Saved entries:
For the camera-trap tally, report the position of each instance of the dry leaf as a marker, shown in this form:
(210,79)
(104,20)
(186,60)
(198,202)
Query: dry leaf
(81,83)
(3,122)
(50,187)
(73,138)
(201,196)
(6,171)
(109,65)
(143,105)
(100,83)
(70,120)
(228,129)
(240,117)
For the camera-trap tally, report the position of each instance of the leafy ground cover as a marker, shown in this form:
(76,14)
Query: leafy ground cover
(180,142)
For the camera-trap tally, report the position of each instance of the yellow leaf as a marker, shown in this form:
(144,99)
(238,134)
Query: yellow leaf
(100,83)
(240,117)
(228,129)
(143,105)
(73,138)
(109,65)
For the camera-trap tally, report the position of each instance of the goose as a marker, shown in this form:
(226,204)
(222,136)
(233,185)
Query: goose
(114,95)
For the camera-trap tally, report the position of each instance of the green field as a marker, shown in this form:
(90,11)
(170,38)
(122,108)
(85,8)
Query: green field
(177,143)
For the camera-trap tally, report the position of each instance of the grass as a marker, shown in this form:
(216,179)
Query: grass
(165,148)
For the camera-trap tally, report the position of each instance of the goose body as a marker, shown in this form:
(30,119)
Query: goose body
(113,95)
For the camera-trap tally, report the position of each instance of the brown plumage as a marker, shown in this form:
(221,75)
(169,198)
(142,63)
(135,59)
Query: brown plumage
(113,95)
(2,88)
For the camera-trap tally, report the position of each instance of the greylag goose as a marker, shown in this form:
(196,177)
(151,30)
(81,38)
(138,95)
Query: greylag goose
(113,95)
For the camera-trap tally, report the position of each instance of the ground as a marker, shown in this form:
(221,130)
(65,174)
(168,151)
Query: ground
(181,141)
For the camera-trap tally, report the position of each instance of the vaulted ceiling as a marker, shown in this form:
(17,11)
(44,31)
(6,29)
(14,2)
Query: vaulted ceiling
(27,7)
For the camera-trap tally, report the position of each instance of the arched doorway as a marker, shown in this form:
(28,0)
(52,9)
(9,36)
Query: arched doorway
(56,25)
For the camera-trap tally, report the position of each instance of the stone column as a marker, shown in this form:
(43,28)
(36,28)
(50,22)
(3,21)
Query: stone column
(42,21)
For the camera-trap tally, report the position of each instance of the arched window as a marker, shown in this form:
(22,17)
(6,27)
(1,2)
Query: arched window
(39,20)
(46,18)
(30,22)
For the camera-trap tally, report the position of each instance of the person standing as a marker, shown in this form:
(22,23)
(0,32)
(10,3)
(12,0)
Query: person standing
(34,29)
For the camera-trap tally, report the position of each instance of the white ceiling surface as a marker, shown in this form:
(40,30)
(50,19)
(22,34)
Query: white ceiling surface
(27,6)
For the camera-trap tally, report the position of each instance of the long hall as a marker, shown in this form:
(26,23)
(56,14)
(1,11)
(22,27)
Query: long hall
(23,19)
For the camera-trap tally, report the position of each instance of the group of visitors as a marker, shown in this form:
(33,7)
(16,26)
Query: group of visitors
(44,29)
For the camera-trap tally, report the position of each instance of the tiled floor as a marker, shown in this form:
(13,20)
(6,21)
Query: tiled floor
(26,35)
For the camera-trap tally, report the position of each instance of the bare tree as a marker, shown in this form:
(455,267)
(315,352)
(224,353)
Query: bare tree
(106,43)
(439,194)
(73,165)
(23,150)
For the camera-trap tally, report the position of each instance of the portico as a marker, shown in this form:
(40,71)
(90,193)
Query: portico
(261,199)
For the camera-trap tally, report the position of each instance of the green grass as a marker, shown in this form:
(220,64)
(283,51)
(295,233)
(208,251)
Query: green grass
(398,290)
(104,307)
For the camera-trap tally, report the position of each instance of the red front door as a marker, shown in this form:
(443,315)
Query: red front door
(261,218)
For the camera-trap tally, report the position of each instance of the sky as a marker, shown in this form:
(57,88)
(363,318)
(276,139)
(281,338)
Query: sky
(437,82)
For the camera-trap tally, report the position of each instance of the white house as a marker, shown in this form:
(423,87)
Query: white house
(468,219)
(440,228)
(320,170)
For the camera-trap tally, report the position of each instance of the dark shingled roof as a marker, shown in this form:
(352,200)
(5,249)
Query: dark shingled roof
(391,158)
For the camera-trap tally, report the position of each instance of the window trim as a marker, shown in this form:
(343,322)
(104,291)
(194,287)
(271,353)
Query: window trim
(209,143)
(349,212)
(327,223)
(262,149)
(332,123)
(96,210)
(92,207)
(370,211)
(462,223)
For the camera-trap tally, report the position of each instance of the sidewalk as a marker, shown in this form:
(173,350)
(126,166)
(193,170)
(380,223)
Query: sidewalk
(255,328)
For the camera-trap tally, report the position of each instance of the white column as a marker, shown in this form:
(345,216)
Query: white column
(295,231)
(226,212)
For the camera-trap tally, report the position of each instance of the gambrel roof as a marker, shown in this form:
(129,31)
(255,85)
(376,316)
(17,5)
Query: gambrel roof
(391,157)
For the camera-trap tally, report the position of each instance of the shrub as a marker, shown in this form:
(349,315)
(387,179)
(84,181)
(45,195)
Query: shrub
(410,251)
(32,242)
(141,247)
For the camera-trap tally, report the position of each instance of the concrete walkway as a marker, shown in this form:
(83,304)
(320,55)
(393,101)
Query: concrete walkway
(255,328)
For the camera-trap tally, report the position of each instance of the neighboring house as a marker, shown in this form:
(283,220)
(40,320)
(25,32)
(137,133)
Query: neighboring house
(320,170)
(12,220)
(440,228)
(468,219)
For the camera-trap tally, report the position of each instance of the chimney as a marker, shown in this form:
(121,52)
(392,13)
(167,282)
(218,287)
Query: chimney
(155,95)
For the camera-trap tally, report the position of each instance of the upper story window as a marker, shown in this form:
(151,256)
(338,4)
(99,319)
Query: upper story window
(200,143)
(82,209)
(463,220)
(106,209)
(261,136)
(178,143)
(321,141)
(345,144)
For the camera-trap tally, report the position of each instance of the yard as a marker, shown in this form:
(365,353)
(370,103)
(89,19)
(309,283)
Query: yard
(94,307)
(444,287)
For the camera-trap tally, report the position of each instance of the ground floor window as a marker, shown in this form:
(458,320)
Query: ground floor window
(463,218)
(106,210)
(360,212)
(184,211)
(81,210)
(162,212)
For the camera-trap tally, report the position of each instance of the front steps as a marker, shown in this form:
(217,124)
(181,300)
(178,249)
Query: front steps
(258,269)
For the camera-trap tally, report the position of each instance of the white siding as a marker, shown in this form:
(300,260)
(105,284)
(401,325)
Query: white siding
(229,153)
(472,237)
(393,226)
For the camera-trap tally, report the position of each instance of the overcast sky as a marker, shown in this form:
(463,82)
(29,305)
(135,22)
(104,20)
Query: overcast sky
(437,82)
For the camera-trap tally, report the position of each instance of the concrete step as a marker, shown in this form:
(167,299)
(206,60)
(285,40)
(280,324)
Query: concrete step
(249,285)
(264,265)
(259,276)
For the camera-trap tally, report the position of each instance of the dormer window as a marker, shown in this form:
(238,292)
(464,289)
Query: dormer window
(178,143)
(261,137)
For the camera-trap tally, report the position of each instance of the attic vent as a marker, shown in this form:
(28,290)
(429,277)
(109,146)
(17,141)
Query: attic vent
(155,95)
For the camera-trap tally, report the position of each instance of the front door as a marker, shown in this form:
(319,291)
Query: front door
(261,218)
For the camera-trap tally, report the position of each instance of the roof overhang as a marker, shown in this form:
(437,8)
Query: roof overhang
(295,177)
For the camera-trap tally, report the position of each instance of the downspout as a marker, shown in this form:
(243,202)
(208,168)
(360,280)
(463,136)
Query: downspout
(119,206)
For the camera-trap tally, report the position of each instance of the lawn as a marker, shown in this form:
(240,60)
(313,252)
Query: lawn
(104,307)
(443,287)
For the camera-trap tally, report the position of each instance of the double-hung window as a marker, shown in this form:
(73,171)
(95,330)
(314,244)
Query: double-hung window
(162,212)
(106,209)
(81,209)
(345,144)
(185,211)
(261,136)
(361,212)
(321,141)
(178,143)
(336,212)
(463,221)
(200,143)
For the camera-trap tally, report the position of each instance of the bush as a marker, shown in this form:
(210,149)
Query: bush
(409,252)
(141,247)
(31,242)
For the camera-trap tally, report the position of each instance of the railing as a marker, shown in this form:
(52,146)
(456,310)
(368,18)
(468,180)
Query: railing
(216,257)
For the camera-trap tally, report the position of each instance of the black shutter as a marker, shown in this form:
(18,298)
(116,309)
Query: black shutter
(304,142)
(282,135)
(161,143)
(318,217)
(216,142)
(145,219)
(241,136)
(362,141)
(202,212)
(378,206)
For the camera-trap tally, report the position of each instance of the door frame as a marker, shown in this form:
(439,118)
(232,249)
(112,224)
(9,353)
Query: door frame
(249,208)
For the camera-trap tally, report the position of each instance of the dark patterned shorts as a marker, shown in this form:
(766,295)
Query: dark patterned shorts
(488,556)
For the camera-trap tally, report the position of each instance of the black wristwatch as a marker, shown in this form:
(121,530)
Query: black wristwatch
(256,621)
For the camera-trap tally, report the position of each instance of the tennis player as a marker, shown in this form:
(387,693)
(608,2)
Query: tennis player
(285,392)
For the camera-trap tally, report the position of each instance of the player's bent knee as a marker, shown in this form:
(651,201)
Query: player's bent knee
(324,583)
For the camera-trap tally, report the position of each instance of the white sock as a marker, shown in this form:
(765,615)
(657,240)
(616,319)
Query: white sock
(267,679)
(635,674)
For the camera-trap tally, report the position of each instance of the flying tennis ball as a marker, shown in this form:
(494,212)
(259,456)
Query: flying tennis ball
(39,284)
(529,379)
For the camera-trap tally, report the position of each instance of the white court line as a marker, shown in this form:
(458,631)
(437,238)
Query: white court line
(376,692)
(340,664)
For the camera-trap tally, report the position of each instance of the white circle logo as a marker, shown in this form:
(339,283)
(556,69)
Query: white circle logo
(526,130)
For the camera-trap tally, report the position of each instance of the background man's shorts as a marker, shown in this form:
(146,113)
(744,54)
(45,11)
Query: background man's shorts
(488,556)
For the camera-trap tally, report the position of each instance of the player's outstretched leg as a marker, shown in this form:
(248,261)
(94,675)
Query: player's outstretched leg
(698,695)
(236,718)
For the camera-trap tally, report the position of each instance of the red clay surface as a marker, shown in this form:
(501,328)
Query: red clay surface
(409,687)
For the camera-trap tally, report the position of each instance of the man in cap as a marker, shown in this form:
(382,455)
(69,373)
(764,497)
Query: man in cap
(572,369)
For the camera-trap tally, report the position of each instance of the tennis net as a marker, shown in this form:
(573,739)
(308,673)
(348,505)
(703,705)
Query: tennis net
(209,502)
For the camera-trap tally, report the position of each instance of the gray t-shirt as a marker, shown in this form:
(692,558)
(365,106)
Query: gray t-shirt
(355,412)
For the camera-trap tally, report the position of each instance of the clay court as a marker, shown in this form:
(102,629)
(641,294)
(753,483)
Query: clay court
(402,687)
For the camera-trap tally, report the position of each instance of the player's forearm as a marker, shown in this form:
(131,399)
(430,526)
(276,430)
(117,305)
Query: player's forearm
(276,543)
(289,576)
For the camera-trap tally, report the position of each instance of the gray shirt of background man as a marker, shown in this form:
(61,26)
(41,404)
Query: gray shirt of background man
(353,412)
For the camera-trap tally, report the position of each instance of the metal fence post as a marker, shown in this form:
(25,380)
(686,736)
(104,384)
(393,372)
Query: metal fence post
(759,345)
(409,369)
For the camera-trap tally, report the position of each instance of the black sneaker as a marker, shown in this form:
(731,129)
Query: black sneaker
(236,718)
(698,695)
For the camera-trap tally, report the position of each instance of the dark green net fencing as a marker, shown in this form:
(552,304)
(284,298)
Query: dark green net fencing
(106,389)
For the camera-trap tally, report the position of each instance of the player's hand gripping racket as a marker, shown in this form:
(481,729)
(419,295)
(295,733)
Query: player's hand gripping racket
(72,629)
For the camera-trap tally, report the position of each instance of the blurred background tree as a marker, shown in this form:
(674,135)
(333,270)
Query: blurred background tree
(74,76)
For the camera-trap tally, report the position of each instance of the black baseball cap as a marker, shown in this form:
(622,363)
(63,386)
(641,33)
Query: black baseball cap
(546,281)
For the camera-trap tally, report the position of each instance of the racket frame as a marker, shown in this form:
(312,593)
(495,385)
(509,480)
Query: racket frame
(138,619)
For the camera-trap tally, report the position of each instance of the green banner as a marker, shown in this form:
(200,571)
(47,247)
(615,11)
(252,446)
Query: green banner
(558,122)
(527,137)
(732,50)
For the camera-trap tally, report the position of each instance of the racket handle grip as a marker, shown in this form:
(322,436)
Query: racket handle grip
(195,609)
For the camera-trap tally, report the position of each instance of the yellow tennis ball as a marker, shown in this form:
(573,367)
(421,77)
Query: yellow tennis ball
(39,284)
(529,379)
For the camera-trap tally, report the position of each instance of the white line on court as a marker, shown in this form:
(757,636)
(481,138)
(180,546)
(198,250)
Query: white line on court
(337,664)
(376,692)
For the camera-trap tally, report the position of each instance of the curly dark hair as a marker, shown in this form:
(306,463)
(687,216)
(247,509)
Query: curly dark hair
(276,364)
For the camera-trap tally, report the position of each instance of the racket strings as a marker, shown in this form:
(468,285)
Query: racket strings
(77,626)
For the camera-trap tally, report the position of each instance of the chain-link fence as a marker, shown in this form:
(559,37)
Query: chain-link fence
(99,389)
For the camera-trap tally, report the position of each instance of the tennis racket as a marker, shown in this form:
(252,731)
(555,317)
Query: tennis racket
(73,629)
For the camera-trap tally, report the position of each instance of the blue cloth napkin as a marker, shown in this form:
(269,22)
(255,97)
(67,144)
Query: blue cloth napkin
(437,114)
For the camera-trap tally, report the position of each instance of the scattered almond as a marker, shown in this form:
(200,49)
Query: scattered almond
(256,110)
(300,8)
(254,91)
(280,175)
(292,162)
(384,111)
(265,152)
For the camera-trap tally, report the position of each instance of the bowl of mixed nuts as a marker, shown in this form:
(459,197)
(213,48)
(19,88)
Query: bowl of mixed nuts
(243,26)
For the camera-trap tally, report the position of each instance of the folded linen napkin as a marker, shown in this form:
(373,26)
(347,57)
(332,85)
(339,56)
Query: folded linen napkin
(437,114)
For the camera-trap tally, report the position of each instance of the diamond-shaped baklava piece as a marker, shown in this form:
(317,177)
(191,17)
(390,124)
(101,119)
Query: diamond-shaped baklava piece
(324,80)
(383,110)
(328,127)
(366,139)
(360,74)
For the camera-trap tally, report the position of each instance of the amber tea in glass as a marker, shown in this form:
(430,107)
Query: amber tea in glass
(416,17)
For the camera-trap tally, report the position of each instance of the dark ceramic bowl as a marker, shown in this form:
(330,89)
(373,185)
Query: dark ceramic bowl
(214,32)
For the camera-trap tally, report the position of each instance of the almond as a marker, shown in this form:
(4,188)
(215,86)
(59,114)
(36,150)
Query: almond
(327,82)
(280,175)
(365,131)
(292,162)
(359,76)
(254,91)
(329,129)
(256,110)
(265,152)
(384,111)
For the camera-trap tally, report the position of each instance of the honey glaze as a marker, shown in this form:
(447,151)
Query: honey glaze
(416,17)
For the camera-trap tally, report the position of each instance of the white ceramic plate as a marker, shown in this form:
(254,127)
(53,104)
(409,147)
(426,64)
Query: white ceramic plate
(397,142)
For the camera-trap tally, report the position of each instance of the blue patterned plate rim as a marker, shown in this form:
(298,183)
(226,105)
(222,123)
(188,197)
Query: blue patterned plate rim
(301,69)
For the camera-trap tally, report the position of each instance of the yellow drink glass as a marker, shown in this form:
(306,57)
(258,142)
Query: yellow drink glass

• _Task description_
Write out exactly the final stretch of the records: the line containing "of the honey" and every line after it, through the last, and nothing else.

• _Reply_
For the camera-trap tally, report the position of each instance of the honey glaze as a marker, shown in this form:
(447,151)
Query: honey glaze
(416,17)
For the camera-trap tally, report the position of each instance of the white ceramic plate as a marker, shown in this form:
(254,127)
(53,104)
(409,147)
(426,64)
Query: white ceramic plate
(397,142)
For the camera-trap tally, report the position of each instance of the blue patterned plate rim as a marker, shown in this form:
(298,183)
(226,105)
(222,123)
(188,197)
Query: blue patterned plate rim
(301,69)
For the camera-trap tally, report the position of each instance of the yellow drink glass as a marker, shown in this form:
(306,57)
(258,142)
Query: yellow drink glass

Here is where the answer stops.